EXCERPT TO READ =>
+--

The strongest objection exists to the constant repetition of the word "Lord," which occurs in the early prayers of young converts, and even among students. The words, "O Lord! O Lord! O Lord!" grieve us when we hear them so perpetually repeated. "Thou shalt not take the name of the Lord thy God in vain," is a great commandment, and although the law may be broken unwittingly, yet its breach is still a sin and a very solemn one. God's name is not to be a stop-gap to make up for our want of words. Take care to use most reverently the name of the infinite Jehovah. The Jews in their sacred writings either leave a space for the word "Jehovah," or else write the word, "Adonai," because they conceive that holy name to be too sacred for common use: we need not be so superstitious, but it were well to be scrupulously reverent. A profusion of "ohs!" and other interjections may be well dispensed with; young speakers are often at fault here.
Avoid that kind of prayer which may be called--though the subject is one on which language has not given us many terms--a sort of peremptory demanding of God. It is delightful to hear a man wrestle with God, and say, "I will not let thee go except thou bless me," but that must be said softly, and not in a hectoring spirit, as though we could command and exact blessings from the Lord of all. Remember, it is still a man wrestling, even though permitted to wrestle with the eternal I AM. Jacob halted on his thigh after that night's holy conflict, to let him see that God is terrible, and that his prevailing power did not lie in himself. We are taught to say, "Our Father," but still it is, "Our Father who art in heaven." Familiarity there may be, but holy familiarity; boldness, but the boldness which springs from grace and is the work of the Spirit; not the boldness of the rebel who carries a brazen front in the presence of his offended king, but the boldness of the child who fears because he loves, and loves because he fears. Never fall into a vainglorious style of impertinent address to God; he is not to be assailed as an antagonist, but entreated with as our Lord and God. Humble and lowly let us be in spirit, and so let us pray.

+--

THE DATA =>
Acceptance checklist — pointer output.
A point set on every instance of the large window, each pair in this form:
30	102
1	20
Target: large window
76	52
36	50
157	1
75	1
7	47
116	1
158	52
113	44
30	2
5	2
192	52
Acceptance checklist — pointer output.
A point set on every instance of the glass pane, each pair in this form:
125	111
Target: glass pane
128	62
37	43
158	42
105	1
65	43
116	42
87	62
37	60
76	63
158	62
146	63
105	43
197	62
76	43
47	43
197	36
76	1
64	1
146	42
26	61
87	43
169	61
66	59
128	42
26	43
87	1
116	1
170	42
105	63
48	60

+--

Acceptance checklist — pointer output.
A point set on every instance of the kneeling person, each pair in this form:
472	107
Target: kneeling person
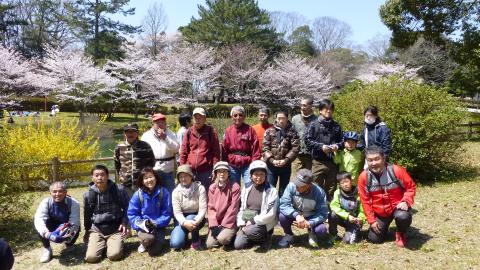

+--

GOALS =>
**a)** Which single words does the passage on prayer put in quotation marks in its first paragraph? List them all.
**b)** Find every line in the entries that contains the string "pair", with case counting, and copy each of those lines in full.

REPLIES =>
**a)**
- Lord
- Jehovah
- Adonai
- ohs!

**b)**
A point set on every instance of the large window, each pair in this form:
A point set on every instance of the glass pane, each pair in this form:
A point set on every instance of the kneeling person, each pair in this form:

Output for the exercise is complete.